Modelli per questo suo Zeno? "Non mi rifaccio al teatro, alle edizioni precedenti che non ho visto. E poi penso che in cinema il discorso sia un altro rispetto a Zeno. Bisogna trovare l' equilibrio per rendere sullo schermo scatti e incertezze del personaggio che sono anche bambineschi". Del cast di questo Zeno televisivo fanno parte, oltre a Dorelli, alla Piccolo, a Maranzana, Sergio Fantoni, che è il dottor S. lo psicanalista, Alain Cuny, che è il padre di Zeno, Eleonora Brigliadori, che è Ada, Andrea Giordana che è il rivale di Zeno, Guido Speier, Christiane Jean, Carla l' amante e tutto un gruppo di caratteristi triestini: da Mimmo Lo Vecchio a Orazio Bobbio, da Ariella Reggio a Gianfranco Saletta, cui sono affidati i ruoli dialettali.

########

> **Consegne**:
a) Secondo il brano, quale attore interpreta il dottor S., lo psicanalista?
b) Elenca tutti i caratteristi triestini nominati nel brano.
c) Estrai dal brano il passo che comincia con "Modelli per questo" e prosegue fino a "i ruoli dialettali.".

########

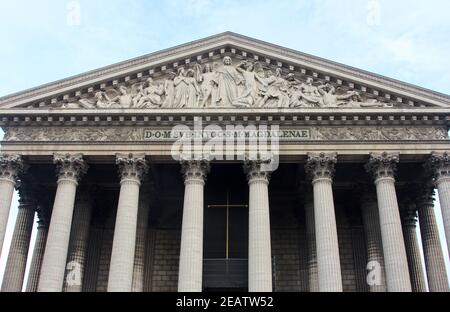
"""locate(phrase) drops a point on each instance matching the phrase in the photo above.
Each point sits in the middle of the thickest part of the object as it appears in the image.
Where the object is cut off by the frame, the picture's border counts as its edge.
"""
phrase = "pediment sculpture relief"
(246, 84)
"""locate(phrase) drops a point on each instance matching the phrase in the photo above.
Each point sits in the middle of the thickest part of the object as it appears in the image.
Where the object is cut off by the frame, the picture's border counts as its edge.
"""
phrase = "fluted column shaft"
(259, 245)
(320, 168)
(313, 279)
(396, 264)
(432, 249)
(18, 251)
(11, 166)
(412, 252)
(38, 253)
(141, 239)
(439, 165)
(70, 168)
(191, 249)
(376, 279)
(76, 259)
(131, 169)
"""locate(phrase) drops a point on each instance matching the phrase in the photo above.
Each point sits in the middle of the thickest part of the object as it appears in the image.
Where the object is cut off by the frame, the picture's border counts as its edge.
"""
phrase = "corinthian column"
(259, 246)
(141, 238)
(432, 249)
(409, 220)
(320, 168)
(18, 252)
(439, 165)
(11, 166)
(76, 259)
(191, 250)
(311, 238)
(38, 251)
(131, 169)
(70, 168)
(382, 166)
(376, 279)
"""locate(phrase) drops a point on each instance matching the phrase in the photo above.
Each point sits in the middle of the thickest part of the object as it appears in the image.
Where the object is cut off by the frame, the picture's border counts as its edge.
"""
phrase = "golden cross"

########

> **Soluzioni**:
a) Sergio Fantoni

b) Mimmo Lo Vecchio, Orazio Bobbio, Ariella Reggio, Gianfranco Saletta

c)
Modelli per questo suo Zeno? "Non mi rifaccio al teatro, alle edizioni precedenti che non ho visto. E poi penso che in cinema il discorso sia un altro rispetto a Zeno. Bisogna trovare l' equilibrio per rendere sullo schermo scatti e incertezze del personaggio che sono anche bambineschi". Del cast di questo Zeno televisivo fanno parte, oltre a Dorelli, alla Piccolo, a Maranzana, Sergio Fantoni, che è il dottor S. lo psicanalista, Alain Cuny, che è il padre di Zeno, Eleonora Brigliadori, che è Ada, Andrea Giordana che è il rivale di Zeno, Guido Speier, Christiane Jean, Carla l' amante e tutto un gruppo di caratteristi triestini: da Mimmo Lo Vecchio a Orazio Bobbio, da Ariella Reggio a Gianfranco Saletta, cui sono affidati i ruoli dialettali.